◆ What you should do
In full and without change, retype the records.

Dataset entries
▼

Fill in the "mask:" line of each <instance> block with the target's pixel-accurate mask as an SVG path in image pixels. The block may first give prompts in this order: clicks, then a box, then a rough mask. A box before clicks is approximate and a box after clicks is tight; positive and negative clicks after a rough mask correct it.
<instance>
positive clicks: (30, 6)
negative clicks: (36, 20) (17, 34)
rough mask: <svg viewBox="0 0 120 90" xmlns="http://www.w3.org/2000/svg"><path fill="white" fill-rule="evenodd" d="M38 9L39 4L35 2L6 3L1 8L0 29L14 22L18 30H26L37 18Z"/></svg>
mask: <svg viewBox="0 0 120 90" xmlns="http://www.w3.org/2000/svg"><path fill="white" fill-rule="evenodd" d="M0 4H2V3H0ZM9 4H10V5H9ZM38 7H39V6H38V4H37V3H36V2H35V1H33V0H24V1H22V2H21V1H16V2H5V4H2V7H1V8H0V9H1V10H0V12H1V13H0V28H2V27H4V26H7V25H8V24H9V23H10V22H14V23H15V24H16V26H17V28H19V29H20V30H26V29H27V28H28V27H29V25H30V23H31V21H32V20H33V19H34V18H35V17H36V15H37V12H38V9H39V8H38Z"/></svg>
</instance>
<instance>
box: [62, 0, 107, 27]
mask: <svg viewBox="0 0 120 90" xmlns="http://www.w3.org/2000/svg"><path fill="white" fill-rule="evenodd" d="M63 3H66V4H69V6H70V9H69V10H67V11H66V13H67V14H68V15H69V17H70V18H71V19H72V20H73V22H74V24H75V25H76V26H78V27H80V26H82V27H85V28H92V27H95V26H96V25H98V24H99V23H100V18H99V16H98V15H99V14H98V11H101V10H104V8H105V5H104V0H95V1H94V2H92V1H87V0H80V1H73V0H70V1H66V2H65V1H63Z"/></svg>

▲

◆ Task output
Fill in the "mask:" line of each <instance> block with the target's pixel-accurate mask as an SVG path in image pixels. The block may first give prompts in this order: clicks, then a box, then a rough mask. A box before clicks is approximate and a box after clicks is tight; positive and negative clicks after a rough mask correct it.
<instance>
positive clicks: (30, 6)
negative clicks: (36, 20) (17, 34)
rough mask: <svg viewBox="0 0 120 90" xmlns="http://www.w3.org/2000/svg"><path fill="white" fill-rule="evenodd" d="M38 9L39 4L35 2L6 3L1 8L0 29L14 22L18 30H26L37 18Z"/></svg>
mask: <svg viewBox="0 0 120 90" xmlns="http://www.w3.org/2000/svg"><path fill="white" fill-rule="evenodd" d="M0 4H2V3H0ZM9 4H10V5H9ZM38 7H39V6H38V4H37V3H36V2H35V1H33V0H24V1H22V2H21V1H16V2H5V4H2V7H1V8H0V9H1V10H0V12H1V13H0V28H2V27H4V26H7V25H8V24H9V23H10V22H14V23H15V24H16V26H17V28H19V29H20V30H26V29H27V28H28V27H29V25H30V23H31V21H32V20H33V19H34V18H35V17H36V15H37V12H38V9H39V8H38Z"/></svg>
</instance>
<instance>
box: [62, 0, 107, 27]
mask: <svg viewBox="0 0 120 90" xmlns="http://www.w3.org/2000/svg"><path fill="white" fill-rule="evenodd" d="M63 3H66V4H69V6H70V9H69V10H67V11H66V13H67V14H68V15H69V17H70V18H71V19H72V20H73V22H74V24H75V25H76V26H78V27H80V26H82V27H85V28H92V27H95V26H96V25H98V24H99V23H100V18H99V16H98V15H99V14H98V11H101V10H104V8H105V5H104V0H95V1H94V2H92V1H87V0H80V1H73V0H70V1H66V2H65V1H63Z"/></svg>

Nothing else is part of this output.